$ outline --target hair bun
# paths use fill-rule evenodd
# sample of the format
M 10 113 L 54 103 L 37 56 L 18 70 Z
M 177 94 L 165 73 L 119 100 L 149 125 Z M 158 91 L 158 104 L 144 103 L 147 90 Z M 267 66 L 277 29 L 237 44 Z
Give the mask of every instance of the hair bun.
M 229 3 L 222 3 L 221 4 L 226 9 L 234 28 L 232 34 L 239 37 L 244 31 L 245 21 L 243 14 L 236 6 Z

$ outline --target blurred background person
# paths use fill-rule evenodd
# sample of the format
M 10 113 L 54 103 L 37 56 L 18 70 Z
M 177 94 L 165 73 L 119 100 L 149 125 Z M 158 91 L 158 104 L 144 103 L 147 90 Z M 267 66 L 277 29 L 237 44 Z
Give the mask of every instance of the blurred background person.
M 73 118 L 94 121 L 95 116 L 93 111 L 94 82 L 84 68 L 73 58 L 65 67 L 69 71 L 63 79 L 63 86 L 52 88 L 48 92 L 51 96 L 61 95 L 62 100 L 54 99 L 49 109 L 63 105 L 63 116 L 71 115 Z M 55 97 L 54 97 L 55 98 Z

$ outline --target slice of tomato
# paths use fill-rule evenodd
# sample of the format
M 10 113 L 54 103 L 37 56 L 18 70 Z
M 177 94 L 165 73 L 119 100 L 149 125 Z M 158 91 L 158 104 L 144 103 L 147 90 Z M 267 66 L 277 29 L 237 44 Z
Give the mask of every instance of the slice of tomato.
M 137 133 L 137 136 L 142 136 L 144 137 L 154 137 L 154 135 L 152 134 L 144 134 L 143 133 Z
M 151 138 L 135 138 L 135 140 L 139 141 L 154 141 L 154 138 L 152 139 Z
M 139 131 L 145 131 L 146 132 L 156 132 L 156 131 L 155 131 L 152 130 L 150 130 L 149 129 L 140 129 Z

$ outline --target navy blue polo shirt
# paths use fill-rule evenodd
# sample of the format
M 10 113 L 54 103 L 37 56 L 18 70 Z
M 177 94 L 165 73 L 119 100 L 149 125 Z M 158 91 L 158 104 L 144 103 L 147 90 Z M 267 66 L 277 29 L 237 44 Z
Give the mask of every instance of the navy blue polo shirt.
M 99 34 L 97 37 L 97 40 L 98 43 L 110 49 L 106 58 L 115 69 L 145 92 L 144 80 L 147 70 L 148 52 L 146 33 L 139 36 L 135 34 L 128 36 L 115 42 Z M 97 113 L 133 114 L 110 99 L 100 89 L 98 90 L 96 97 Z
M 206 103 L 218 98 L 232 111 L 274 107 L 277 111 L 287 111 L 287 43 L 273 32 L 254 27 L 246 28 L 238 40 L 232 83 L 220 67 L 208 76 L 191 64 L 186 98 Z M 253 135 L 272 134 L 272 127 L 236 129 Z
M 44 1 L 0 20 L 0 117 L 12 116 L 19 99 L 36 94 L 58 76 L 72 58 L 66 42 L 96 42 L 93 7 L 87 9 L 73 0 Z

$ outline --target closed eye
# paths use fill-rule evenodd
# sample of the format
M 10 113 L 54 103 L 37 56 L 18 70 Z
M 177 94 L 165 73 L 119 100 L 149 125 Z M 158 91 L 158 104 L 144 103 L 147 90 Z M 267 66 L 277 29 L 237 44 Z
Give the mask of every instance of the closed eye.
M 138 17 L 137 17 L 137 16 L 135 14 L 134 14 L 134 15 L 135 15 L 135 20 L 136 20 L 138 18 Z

----------------------------------------

#### Exercise directions
Please turn the stretch from the line that contains "--target navy blue polo shirt" through the line that contains "M 99 34 L 97" into a numbered list, leaving out any blank lines.

#### The completed task
1. $ outline --target navy blue polo shirt
2. # paths use fill-rule evenodd
3. # sample of the format
4. M 10 113 L 54 103 L 37 56 L 18 70 Z
5. M 177 94 L 165 73 L 119 100 L 149 125 Z M 158 91 L 158 104 L 144 103 L 147 90 Z M 267 66 L 277 29 L 237 44 Z
6. Give the mask of every instance of the navy blue polo shirt.
7. M 99 34 L 97 37 L 97 40 L 98 43 L 110 49 L 106 58 L 115 69 L 145 92 L 144 80 L 147 70 L 148 52 L 146 33 L 139 36 L 135 34 L 128 36 L 115 42 Z M 97 113 L 133 114 L 110 99 L 100 89 L 98 90 L 96 97 Z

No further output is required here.